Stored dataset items
========

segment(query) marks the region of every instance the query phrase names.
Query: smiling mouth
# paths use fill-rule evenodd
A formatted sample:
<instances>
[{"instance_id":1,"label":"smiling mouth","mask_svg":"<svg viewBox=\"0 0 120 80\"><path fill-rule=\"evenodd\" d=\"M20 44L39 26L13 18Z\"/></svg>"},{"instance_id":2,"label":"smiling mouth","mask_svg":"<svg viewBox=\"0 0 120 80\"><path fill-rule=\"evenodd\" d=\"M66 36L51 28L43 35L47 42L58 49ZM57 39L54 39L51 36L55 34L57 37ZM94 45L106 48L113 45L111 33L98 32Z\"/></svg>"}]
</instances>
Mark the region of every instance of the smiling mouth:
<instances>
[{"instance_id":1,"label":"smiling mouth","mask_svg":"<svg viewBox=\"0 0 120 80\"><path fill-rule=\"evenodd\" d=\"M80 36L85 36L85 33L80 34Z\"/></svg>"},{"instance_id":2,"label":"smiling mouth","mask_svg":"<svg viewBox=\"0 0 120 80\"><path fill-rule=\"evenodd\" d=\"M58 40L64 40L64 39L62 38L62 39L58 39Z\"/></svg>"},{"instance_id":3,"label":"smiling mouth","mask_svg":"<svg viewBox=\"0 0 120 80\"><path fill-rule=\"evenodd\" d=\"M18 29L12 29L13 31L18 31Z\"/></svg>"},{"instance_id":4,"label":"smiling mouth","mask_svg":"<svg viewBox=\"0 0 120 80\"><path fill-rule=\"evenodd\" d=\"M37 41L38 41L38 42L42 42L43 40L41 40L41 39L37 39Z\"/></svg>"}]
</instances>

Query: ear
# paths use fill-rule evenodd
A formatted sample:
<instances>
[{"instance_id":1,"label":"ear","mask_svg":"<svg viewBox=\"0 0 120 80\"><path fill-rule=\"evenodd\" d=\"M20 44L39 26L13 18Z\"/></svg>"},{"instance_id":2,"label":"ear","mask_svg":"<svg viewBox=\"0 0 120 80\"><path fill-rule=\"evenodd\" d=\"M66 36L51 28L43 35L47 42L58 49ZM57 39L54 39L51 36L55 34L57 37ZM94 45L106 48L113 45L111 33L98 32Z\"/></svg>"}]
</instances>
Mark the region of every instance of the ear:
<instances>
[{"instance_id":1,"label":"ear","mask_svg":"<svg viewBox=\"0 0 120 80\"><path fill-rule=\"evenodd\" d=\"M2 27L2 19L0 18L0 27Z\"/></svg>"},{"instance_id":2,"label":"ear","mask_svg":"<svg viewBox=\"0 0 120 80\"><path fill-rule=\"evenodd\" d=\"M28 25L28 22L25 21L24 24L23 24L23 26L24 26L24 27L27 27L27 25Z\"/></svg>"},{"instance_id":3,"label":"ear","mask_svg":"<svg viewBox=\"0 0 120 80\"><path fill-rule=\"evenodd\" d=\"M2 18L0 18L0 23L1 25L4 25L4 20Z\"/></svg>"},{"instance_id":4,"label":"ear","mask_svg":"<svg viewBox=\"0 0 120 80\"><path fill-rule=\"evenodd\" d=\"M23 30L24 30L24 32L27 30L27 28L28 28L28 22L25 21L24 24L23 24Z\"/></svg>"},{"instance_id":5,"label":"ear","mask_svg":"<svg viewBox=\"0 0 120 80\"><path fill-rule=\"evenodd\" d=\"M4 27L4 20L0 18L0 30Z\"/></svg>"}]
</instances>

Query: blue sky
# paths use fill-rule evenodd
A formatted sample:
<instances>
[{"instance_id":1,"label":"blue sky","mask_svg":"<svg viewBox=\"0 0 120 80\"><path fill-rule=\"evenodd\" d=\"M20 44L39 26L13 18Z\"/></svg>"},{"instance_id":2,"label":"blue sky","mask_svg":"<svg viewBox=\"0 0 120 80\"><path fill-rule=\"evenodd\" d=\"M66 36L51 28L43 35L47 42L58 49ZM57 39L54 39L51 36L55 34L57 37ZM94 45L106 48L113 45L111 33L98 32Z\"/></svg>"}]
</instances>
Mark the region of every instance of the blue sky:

========

▸ ASSIGNMENT
If a line in the entries above has the word "blue", copy it.

▸ SOLVED PROBLEM
Query: blue sky
[{"instance_id":1,"label":"blue sky","mask_svg":"<svg viewBox=\"0 0 120 80\"><path fill-rule=\"evenodd\" d=\"M20 44L39 26L13 18Z\"/></svg>"},{"instance_id":2,"label":"blue sky","mask_svg":"<svg viewBox=\"0 0 120 80\"><path fill-rule=\"evenodd\" d=\"M66 36L51 28L43 35L47 42L58 49ZM57 39L54 39L51 36L55 34L57 37ZM94 45L106 48L113 45L111 33L98 32Z\"/></svg>"}]
Mark the region of every instance of the blue sky:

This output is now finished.